• [WHAT IS ASKED]: Give the records back in full, exactly as they read.

• [GIVEN ENTRIES]:

• • • •

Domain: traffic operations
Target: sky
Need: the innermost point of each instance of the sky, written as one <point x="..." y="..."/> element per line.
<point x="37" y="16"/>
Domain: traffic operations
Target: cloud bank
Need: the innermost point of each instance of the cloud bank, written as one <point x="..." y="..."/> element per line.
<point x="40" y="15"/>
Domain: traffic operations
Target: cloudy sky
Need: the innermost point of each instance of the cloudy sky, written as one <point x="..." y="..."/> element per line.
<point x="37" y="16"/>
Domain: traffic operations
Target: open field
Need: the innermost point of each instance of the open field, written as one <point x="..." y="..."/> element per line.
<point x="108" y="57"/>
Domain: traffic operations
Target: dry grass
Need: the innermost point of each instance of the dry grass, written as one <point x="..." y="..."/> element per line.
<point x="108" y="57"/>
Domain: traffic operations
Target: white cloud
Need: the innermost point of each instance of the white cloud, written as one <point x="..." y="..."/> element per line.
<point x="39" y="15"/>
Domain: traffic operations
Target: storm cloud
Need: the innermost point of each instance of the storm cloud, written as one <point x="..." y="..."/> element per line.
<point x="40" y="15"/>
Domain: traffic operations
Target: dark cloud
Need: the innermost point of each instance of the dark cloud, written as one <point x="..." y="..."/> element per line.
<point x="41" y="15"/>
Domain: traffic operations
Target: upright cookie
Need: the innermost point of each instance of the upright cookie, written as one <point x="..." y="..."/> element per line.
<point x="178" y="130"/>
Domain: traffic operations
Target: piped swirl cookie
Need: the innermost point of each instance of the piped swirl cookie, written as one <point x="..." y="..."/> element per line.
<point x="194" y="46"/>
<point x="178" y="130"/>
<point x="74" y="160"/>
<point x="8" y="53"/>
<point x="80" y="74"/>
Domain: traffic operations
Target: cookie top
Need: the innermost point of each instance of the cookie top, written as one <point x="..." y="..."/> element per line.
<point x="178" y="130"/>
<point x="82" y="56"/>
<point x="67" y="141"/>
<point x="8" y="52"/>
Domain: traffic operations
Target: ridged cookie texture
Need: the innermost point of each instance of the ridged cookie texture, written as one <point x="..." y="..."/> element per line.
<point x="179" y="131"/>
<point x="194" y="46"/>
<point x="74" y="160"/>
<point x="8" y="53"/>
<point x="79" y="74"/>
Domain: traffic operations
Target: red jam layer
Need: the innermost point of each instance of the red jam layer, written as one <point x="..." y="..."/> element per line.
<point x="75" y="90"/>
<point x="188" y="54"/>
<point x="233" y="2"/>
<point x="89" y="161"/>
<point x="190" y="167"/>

• • • •

• [ANSWER TO THE EXERCISE]:
Domain: traffic operations
Target: sky
Need: the innermost point of each instance of the sky, written as one <point x="..." y="..."/> element per line.
<point x="37" y="16"/>
Domain: traffic operations
Target: cloud bank
Need: the innermost point of each instance of the cloud bank, written as one <point x="..." y="..."/> element per line.
<point x="40" y="15"/>
Domain: traffic operations
Target: cloudy sky
Need: the innermost point of each instance of the cloudy sky, written as one <point x="..." y="..."/> element per line.
<point x="37" y="16"/>
Domain: traffic operations
Target: open field
Need: the innermost point of each instance of the open field, written as one <point x="..." y="..."/> element per line.
<point x="108" y="57"/>
Domain: traffic operations
Target: dry grass
Need: the innermost point of each instance of the dry grass, written as one <point x="..." y="..."/> element per line.
<point x="108" y="57"/>
Domain: traffic operations
Target: white cloud
Need: the innermost point of each instance of the white cloud, written as one <point x="..." y="..."/> element per line.
<point x="39" y="15"/>
Domain: traffic operations
Target: storm cloud
Need: the innermost point of each instance of the storm cloud, written as one <point x="..." y="..."/> element per line.
<point x="40" y="15"/>
Domain: traffic operations
Target: dark cloud
Need: the innermost point of each instance of the dark cloud, written as one <point x="..." y="..."/> element per line.
<point x="41" y="15"/>
Domain: traffic operations
Target: upright cookie
Need: the innermost point of each instance of the upright cookie, written as one <point x="..." y="..."/> element per line.
<point x="178" y="130"/>
Domain: traffic operations
Target: piped swirl cookie
Need: the innermost point of each instance of the piped swirl cookie, written as one <point x="..." y="..."/> element per line.
<point x="194" y="46"/>
<point x="178" y="130"/>
<point x="74" y="160"/>
<point x="8" y="53"/>
<point x="80" y="74"/>
Domain: traffic operations
Target: cookie top
Need: the innermost point of each instance of the cookie top, written as one <point x="..." y="..."/> element per line.
<point x="178" y="130"/>
<point x="82" y="56"/>
<point x="67" y="141"/>
<point x="8" y="52"/>
Domain: traffic operations
Target: ridged cookie texture
Need: the innermost point of each instance of the ridged cookie texture, written as one <point x="..." y="..."/> element per line.
<point x="179" y="131"/>
<point x="194" y="46"/>
<point x="74" y="160"/>
<point x="8" y="53"/>
<point x="79" y="74"/>
Domain: traffic operations
Target: red jam layer
Need: the innermost point of each instance of the red jam layer, written as one <point x="..." y="..."/> element per line.
<point x="75" y="90"/>
<point x="188" y="54"/>
<point x="233" y="2"/>
<point x="89" y="161"/>
<point x="190" y="167"/>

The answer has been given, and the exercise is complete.